PROBLEM TO WORK ON: Please count the lines in the rows below that contain the string "metal", and reply with that number alone.

PROVIDED DATA:
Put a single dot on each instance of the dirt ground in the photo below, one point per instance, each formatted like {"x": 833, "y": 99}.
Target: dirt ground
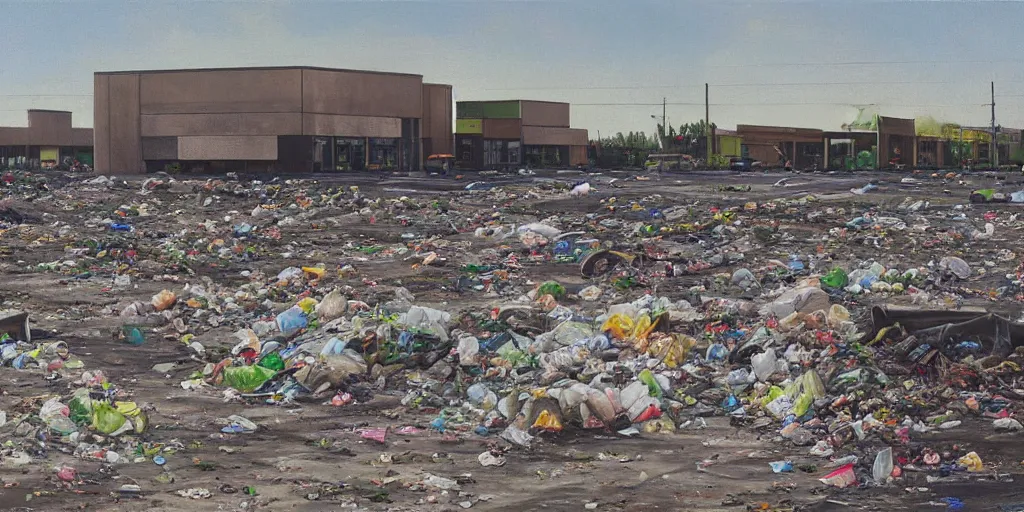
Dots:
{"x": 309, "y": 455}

--

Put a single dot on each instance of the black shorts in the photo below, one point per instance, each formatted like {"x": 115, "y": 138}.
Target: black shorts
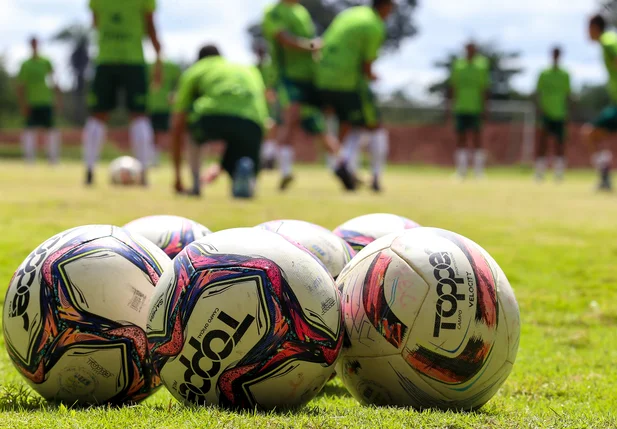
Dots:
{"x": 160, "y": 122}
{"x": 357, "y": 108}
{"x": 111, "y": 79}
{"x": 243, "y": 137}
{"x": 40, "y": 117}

...

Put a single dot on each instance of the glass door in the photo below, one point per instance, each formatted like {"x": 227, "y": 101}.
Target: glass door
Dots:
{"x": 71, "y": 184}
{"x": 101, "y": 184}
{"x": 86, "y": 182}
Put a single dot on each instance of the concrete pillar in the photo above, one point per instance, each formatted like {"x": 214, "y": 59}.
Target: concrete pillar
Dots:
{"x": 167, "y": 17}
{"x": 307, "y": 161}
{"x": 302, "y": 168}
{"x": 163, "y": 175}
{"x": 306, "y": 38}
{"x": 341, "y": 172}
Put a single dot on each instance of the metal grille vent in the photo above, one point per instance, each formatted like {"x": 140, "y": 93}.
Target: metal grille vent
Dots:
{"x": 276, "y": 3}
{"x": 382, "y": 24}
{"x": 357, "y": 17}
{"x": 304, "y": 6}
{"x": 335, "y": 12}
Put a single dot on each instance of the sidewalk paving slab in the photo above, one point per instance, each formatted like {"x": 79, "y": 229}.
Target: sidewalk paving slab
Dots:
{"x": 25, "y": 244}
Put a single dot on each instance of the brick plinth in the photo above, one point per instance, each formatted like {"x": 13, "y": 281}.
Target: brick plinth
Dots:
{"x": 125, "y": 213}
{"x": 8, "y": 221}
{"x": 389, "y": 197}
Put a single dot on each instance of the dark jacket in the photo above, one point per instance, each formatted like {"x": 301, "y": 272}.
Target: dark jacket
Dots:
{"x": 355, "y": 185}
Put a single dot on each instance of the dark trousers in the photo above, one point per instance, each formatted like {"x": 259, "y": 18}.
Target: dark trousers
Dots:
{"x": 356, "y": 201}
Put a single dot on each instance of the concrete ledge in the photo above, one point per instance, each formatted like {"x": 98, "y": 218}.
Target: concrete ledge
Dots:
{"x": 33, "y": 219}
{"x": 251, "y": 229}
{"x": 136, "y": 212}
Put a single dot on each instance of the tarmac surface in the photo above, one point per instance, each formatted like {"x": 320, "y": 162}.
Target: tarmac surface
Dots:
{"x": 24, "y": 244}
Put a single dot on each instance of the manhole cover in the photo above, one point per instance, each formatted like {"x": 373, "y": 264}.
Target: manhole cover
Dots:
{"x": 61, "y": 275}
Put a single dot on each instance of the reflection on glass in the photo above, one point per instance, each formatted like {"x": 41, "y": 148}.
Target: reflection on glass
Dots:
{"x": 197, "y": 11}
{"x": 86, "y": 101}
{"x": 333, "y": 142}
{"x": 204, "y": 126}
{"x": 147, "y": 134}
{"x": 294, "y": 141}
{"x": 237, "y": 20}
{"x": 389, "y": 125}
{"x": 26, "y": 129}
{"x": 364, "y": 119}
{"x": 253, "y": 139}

SOLUTION TO THIS EXERCISE: 2